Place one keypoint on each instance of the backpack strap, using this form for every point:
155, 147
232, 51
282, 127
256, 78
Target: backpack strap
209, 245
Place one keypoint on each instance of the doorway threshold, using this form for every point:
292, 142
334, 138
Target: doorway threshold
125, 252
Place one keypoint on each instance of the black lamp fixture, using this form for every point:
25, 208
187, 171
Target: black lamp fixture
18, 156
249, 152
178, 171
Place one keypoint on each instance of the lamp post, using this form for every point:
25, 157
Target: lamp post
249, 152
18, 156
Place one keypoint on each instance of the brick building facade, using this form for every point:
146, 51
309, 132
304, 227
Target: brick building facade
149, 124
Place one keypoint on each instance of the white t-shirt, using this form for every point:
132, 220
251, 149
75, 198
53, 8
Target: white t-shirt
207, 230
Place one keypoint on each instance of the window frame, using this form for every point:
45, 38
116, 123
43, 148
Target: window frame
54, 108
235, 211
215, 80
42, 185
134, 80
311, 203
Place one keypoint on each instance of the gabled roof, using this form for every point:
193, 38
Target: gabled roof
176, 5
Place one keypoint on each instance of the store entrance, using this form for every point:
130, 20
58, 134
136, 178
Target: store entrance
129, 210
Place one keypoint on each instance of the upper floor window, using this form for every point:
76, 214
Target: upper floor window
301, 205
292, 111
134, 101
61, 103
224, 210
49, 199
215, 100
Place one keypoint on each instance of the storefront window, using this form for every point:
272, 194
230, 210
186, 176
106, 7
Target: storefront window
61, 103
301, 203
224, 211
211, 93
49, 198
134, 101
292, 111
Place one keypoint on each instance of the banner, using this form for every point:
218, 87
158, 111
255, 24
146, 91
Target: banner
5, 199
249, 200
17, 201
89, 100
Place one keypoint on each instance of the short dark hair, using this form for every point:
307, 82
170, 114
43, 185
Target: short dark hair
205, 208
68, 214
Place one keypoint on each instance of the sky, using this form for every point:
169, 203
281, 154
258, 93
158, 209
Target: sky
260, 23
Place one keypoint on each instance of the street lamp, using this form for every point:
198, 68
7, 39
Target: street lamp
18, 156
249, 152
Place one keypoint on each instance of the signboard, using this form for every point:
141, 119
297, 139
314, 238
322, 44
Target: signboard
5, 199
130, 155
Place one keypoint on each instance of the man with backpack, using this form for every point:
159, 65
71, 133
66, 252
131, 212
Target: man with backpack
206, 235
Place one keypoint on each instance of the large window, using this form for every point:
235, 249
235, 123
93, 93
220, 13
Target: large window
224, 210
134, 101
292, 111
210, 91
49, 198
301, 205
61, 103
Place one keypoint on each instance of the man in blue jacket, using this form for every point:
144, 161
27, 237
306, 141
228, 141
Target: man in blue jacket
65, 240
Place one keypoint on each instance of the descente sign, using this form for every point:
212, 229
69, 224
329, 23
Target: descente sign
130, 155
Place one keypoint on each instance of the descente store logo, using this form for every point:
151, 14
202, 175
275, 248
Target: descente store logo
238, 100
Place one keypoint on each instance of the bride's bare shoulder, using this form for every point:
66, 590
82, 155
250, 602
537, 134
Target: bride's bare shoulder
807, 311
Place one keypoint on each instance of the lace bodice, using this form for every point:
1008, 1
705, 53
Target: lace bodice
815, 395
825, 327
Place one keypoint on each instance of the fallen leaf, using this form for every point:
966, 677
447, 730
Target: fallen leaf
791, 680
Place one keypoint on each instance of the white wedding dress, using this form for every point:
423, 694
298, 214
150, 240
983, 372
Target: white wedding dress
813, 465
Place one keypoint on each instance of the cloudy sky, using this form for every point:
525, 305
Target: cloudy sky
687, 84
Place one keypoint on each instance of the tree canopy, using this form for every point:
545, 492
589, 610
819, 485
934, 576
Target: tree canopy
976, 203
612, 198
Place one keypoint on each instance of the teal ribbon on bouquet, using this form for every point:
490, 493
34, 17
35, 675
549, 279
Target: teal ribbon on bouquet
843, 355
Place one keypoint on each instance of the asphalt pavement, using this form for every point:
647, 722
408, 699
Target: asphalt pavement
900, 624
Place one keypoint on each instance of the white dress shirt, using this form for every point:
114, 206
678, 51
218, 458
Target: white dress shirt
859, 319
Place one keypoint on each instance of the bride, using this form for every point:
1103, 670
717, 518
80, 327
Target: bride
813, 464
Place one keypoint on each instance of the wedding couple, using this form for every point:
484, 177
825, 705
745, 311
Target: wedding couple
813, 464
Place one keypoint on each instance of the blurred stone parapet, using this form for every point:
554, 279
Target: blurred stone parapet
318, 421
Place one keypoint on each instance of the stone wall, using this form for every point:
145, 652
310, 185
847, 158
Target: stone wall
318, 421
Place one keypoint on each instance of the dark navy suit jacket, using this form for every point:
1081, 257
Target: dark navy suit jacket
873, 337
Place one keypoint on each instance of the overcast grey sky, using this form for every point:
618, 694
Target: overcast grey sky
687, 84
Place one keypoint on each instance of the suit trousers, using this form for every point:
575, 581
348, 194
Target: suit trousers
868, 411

*****

_What this task involves_: Exact transcription of the listing is needed, with no line left out.

_Task response_:
Place one keypoint on each instance of the backpack strap, using this form for every point:
155, 147
232, 51
282, 127
256, 78
Target: backpack strap
209, 245
Place one keypoint on each instance of the doorway threshold, using this form for every point:
292, 142
334, 138
Target: doorway threshold
125, 252
Place one keypoint on each instance of the black lamp fixture, using this form for every point:
25, 208
187, 171
Target: black lamp fixture
18, 156
249, 152
178, 171
Place one keypoint on each instance of the lamp post, using this form for every point:
25, 157
Target: lamp post
249, 152
18, 156
Place one keypoint on each instance of the brick building facade, using this form for every point:
146, 51
309, 132
304, 227
Target: brick building facade
149, 124
Place one keypoint on each instance of the white t-shirt, using this form for every point:
132, 220
251, 149
75, 198
53, 8
Target: white t-shirt
207, 230
Place one keypoint on each instance of the window frame, using this form for every point:
45, 38
116, 123
43, 148
Target: window frame
54, 108
235, 211
215, 80
42, 185
134, 80
311, 203
Place one keypoint on each instance of the gabled roof, using this form for every point:
193, 38
Target: gabled roof
176, 5
Place one keypoint on each instance of the store entrance, using this form for every point:
130, 20
58, 134
136, 178
Target: store entrance
129, 210
Place one keypoint on each instance of the upper floor window, using this form for every point:
76, 214
Target: upper floor window
301, 205
292, 111
134, 101
61, 103
224, 210
49, 199
215, 100
Place one keypoint on each instance of the storefront window, using this form for every point:
272, 194
230, 210
186, 176
106, 7
Target: storefront window
61, 103
301, 203
224, 211
211, 93
49, 198
134, 101
292, 111
Place one keypoint on each instance of the banner, using this form for every point:
218, 87
158, 111
255, 24
146, 91
Target: banner
5, 199
249, 200
17, 201
89, 100
Place one keypoint on each instance of the short dark hair, using this form for every point:
307, 82
170, 114
43, 185
Target: short dark hair
205, 208
68, 214
Place one keypoint on each instance of the sky, using this form for every point:
169, 203
281, 154
258, 93
158, 209
Target: sky
260, 23
Place one keypoint on each instance of the street lamp, using this form for every point:
198, 68
7, 39
Target: street lamp
18, 156
249, 152
Place one keypoint on each instance of the signboard, using this form for every point:
141, 119
297, 139
314, 238
322, 44
Target: signboard
5, 199
130, 155
Place one keypoint on each instance of the man with backpack, using this form for every point:
159, 65
71, 133
66, 252
131, 212
Target: man with backpack
206, 235
Place one keypoint on each instance of the large window, using this form for every point:
235, 249
235, 123
93, 93
220, 13
Target: large window
224, 210
134, 101
292, 111
210, 91
49, 198
301, 205
61, 103
Place one keypoint on each instance of the man in blue jacket, using this form for every point:
144, 161
27, 237
306, 141
228, 141
Target: man in blue jacket
65, 240
Place one keypoint on each instance of the descente sign, using this form for every point:
212, 229
69, 224
329, 23
Target: descente sign
130, 155
Place one keypoint on each instance of the descente store logo, using this form for every point:
151, 14
202, 175
275, 248
Target: descente store logo
238, 100
Place one keypoint on each instance of the bride's bare shoulder, using this form for every point:
66, 590
82, 155
250, 602
537, 134
Target: bride's bare shoulder
807, 311
Place one keypoint on each instance of the lace bodice, using this form for every point:
1008, 1
705, 53
Target: lace bodice
815, 395
825, 327
Place one keypoint on each instance of the fallen leaf, using this form for every point:
966, 677
447, 730
Target: fallen leaf
791, 680
Place one keypoint on each instance of the white wedding dress, using this form for every point:
423, 694
298, 214
150, 240
983, 372
Target: white wedding dress
813, 465
Place one keypoint on each instance of the cloudy sky, using this form for every point:
525, 305
Target: cloudy sky
687, 84
Place one keypoint on each instance of the tree canopy, using this form for every point:
545, 492
589, 610
819, 485
934, 576
Target: tree canopy
976, 203
612, 198
Place one keypoint on each instance of the teal ribbon on bouquet, using this form for every point:
490, 493
34, 17
35, 675
549, 279
Target: teal ribbon on bouquet
843, 355
Place one keypoint on each instance of the asphalt pavement, using this form for every point:
647, 722
408, 699
Target: asphalt pavement
900, 624
Place one keypoint on each instance of the white dress shirt, using this form for every point:
114, 206
678, 51
218, 458
Target: white dress shirt
859, 319
Place one keypoint on each instance of the bride, using this form for every point:
1103, 670
717, 518
80, 327
Target: bride
813, 464
Place one keypoint on each instance of the wedding couple, using this form for every point:
484, 177
825, 705
745, 311
Target: wedding couple
813, 464
Place one keypoint on each instance of the blurred stone parapet, using this form for every point:
554, 279
Target: blurred stone parapet
318, 421
Place one keypoint on each instance of the stone wall, using this form for every point:
145, 652
310, 185
847, 158
Target: stone wall
318, 421
Place one keypoint on each instance of the dark navy suit jacket, using this form for every point:
1081, 257
Target: dark navy suit jacket
873, 337
Place one keypoint on each instance of the overcast grey sky, using this form for every point:
618, 694
Target: overcast grey sky
687, 84
Place one keypoint on each instance of the suit trousers, using this form for every point:
575, 581
348, 194
Target: suit trousers
868, 411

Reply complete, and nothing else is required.